What this task involves:
Will you write out each of the records below word for word, omitting the pictures?

Data records:
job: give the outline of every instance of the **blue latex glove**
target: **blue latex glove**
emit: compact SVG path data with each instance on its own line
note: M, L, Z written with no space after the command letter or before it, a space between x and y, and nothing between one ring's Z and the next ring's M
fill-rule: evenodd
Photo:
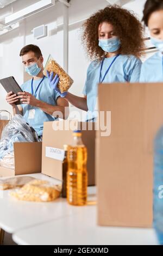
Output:
M49 84L51 87L52 87L52 88L53 89L53 90L56 90L56 92L57 92L59 94L60 96L61 97L64 97L67 94L67 92L65 92L65 93L61 93L60 89L58 87L58 84L59 81L59 78L58 75L57 74L55 75L55 77L53 78L53 74L54 74L53 72L52 72L52 73L50 75L49 72L48 71L47 71L47 76L49 80Z

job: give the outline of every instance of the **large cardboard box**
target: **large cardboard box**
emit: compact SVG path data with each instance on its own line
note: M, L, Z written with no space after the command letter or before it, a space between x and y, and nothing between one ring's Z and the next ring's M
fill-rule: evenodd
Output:
M41 172L41 142L16 142L14 148L15 169L0 166L0 177Z
M73 141L73 131L65 127L73 127L76 124L77 130L82 128L83 143L87 149L88 185L95 184L95 123L88 124L77 121L55 121L43 124L42 138L42 173L61 180L62 179L62 159L64 144L71 145ZM60 130L54 130L59 127ZM92 129L88 130L88 125ZM76 126L76 125L75 125ZM86 128L82 130L82 127ZM63 130L62 130L63 127ZM60 159L58 156L60 155Z
M103 84L98 90L99 109L111 111L111 121L110 136L97 134L98 224L150 227L163 84Z

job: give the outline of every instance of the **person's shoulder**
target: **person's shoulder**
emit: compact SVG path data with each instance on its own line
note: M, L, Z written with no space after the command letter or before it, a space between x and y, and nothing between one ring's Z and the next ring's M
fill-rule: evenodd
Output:
M126 58L129 62L137 62L141 63L142 62L140 58L135 56L134 55L129 54L129 55L123 55L124 58Z
M88 69L94 69L101 64L101 61L98 59L92 60L89 64Z

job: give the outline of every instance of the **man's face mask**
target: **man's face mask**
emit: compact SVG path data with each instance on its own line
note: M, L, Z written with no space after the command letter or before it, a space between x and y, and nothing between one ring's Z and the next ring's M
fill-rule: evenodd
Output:
M163 53L163 40L151 37L152 44Z
M99 39L98 45L104 52L114 52L120 49L121 41L117 37L109 39Z
M39 61L39 60L38 60ZM41 68L39 68L37 62L26 66L26 72L27 72L30 76L36 76L40 73L41 70Z

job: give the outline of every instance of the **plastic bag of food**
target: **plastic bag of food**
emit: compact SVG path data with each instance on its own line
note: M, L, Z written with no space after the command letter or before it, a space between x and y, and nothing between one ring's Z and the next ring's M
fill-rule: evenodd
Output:
M21 187L26 183L35 180L29 176L13 177L0 179L0 190L11 190L16 187Z
M19 200L33 202L53 201L60 196L61 185L48 181L35 180L27 183L21 188L11 191L10 194Z
M54 60L50 54L44 68L44 75L47 76L47 70L50 73L54 72L54 77L56 74L59 77L58 88L61 93L67 92L73 83L73 80L64 70L64 69Z

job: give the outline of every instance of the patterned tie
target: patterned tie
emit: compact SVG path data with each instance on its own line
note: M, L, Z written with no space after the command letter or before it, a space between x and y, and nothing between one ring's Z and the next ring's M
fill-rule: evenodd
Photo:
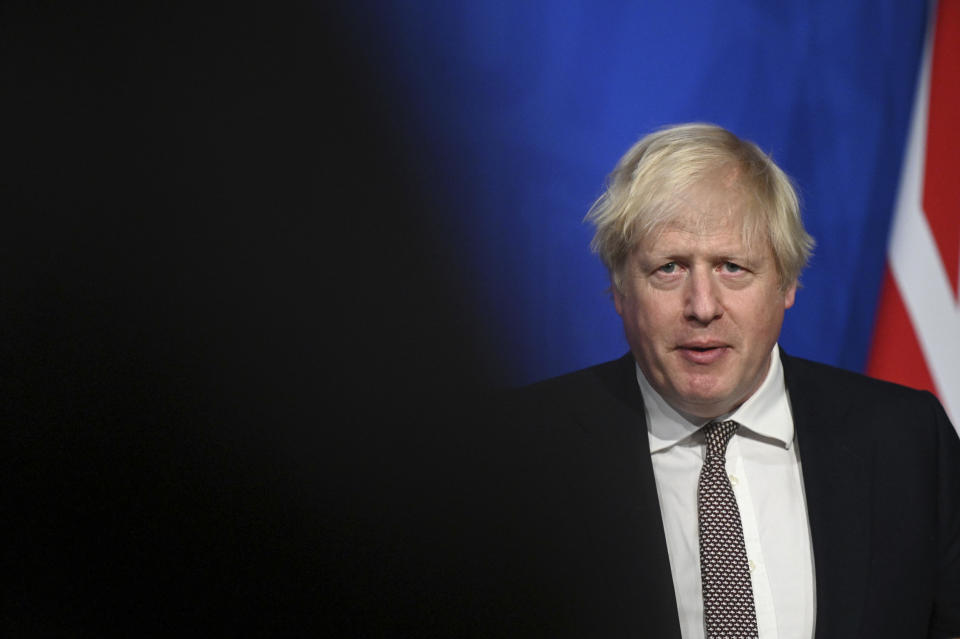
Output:
M724 467L727 443L737 422L712 422L703 428L707 456L700 471L700 577L707 639L756 639L757 612L743 525Z

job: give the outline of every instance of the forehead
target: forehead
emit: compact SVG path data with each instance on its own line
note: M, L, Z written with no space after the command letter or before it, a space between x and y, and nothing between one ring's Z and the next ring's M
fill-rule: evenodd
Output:
M646 229L636 249L644 252L709 247L730 253L767 253L766 233L752 198L729 176L705 180L673 194L666 214Z

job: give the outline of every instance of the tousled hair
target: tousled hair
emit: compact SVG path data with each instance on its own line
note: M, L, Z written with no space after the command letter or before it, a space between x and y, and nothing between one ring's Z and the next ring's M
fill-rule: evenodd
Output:
M634 144L587 213L595 228L590 248L618 290L631 251L681 215L691 188L720 179L741 198L745 243L768 241L781 288L798 282L814 240L803 228L790 178L753 142L693 123L665 127Z

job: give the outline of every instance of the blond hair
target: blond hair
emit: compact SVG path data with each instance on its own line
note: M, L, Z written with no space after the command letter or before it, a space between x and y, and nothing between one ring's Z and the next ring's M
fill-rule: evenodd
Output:
M631 251L677 218L684 194L720 173L745 196L745 241L757 236L769 241L781 288L798 281L814 240L803 228L790 178L753 142L713 124L694 123L660 129L634 144L587 213L585 220L595 227L590 248L614 286L620 288Z

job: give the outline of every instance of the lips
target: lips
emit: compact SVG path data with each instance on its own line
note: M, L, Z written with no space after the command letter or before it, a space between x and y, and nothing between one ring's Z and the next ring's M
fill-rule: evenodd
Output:
M689 342L677 347L677 352L692 364L713 364L722 359L730 347L722 342Z

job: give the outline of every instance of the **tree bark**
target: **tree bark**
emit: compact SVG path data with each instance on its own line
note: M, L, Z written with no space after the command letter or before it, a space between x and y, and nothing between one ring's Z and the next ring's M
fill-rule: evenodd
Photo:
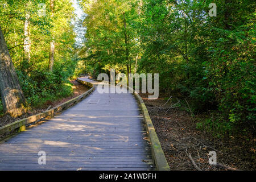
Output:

Output for this exercise:
job: give the outline of every instance of the **blue latex glove**
target: **blue latex glove**
emit: compact SVG path data with each instance on its own line
note: M, L, Z written with no space after the command letter or before it, a space between x and y, and nothing between one ring's Z and the next ring's M
fill-rule: evenodd
Photo:
Output:
M49 84L51 87L52 87L52 88L53 89L53 90L56 90L56 92L57 92L59 94L60 96L61 97L64 97L67 94L67 92L65 92L65 93L61 93L60 89L58 87L58 84L59 81L59 78L58 75L57 74L55 75L55 77L53 78L53 74L54 74L53 72L52 72L52 73L50 75L49 72L48 71L47 71L47 76L49 80Z

job: give the outline of every instance of the **large cardboard box**
target: **large cardboard box**
emit: compact SVG path data with each instance on its own line
note: M, L, Z written with no space after the command letter or before it, a space between x and y, and nothing between one ring's Z and the next ring's M
fill-rule: evenodd
Output:
M41 172L41 142L16 142L14 148L15 169L0 166L0 177Z
M73 141L73 131L65 127L73 127L76 124L77 130L82 128L83 143L87 149L88 185L95 184L95 123L88 124L77 121L55 121L43 124L42 138L42 173L61 180L62 179L62 159L64 144L71 145ZM60 130L54 130L59 127ZM92 129L88 130L88 125ZM76 126L76 125L75 125ZM86 128L82 130L82 127ZM63 130L62 130L63 127ZM60 159L58 156L60 155Z
M103 84L98 90L99 109L111 111L111 121L110 136L97 134L98 224L150 227L163 84Z

job: give the outline of every instance of the **person's shoulder**
target: **person's shoulder**
emit: compact SVG path data with each instance on its own line
note: M, L, Z written with no space after the command letter or before it, a space between x and y, and nothing between one ring's Z and the next ring's M
fill-rule: evenodd
Output:
M126 58L129 62L137 62L141 63L142 62L140 58L135 56L134 55L129 54L129 55L123 55L124 58Z
M88 69L94 69L101 64L101 61L98 59L92 60L89 64Z

job: give the outline of every instance of the **man's face mask**
target: **man's face mask**
emit: compact SVG path data with each instance on its own line
note: M, L, Z written with no space after the command letter or before it, a space between x and y, and nothing between one ring's Z and the next ring's M
fill-rule: evenodd
Output:
M163 53L163 40L151 37L152 44Z
M99 39L98 45L104 52L114 52L120 49L121 41L117 37L109 39Z
M39 61L39 60L38 60ZM41 68L39 68L37 62L26 66L26 72L27 72L30 76L36 76L40 73L41 70Z

job: give the outline of every instance of the **plastic bag of food**
target: **plastic bag of food**
emit: compact SVG path data with each instance on its own line
note: M, L, Z written with no space after the command letter or before it, a space between x and y, and nothing between one ring's Z and the next ring's M
fill-rule: evenodd
Output:
M21 187L26 183L35 180L29 176L13 177L0 179L0 190L11 190L16 187Z
M19 200L33 202L53 201L60 196L61 185L48 181L35 180L27 183L21 188L11 191L10 194Z
M54 60L50 54L44 68L44 75L47 76L47 70L50 73L54 72L54 77L56 74L59 77L58 88L61 93L67 92L73 83L73 80L64 70L64 69Z

job: give the outline of every instance of the patterned tie
target: patterned tie
emit: compact SVG path data with each instance on its own line
note: M, L, Z written with no space after the command letter or before it, a space between x and y, and nothing between one ring's Z and the next ring's M
fill-rule: evenodd
Photo:
Output:
M724 467L727 443L737 422L712 422L703 428L707 456L700 471L700 577L707 639L756 639L757 612L743 525Z

job: give the outline of every instance of the forehead
target: forehead
emit: compact SVG path data with each instance on its own line
note: M, L, Z written with no space after the command letter or before it, a space between x and y, and nothing between one ring's Z and the next ring's M
fill-rule: evenodd
Output:
M646 229L636 249L644 252L709 247L730 253L767 253L766 233L752 198L729 176L705 180L673 194L666 214Z

job: give the outline of every instance of the tousled hair
target: tousled hair
emit: compact SVG path data with each instance on its own line
note: M, L, Z written with no space after the command letter or before it, a space between x and y, and nothing between one ring's Z and the next ring's M
fill-rule: evenodd
Output:
M634 144L587 213L595 228L590 248L618 290L631 251L681 215L691 188L720 179L741 198L745 243L768 241L781 288L798 282L814 240L803 228L790 178L753 142L693 123L665 127Z

job: give the outline of every instance of the blond hair
target: blond hair
emit: compact SVG path data with each instance on its own line
note: M, L, Z written with no space after the command letter or before it, a space between x and y, and nothing between one ring's Z and the next ring's M
fill-rule: evenodd
Output:
M631 251L677 218L684 194L720 173L745 196L745 241L757 236L769 241L781 288L798 281L814 240L803 228L790 178L753 142L713 124L694 123L660 129L634 144L587 213L585 220L595 227L590 248L614 286L620 288Z

job: give the outline of every instance of the lips
target: lips
emit: compact SVG path data with each instance on its own line
note: M, L, Z written with no space after the command letter or before it, a space between x and y, and nothing between one ring's Z and the next ring's M
fill-rule: evenodd
Output:
M689 342L677 347L677 352L692 364L713 364L722 359L730 347L722 342Z

job: give the outline of every instance of the **tree bark**
target: **tree bark**
emit: compact SVG path data with each instance on its own line
note: M, L, Z written with no space after the command letter or before it, a space between x and y, and nothing between one ring's Z and the next ring's M
fill-rule: evenodd
Photo:
Output:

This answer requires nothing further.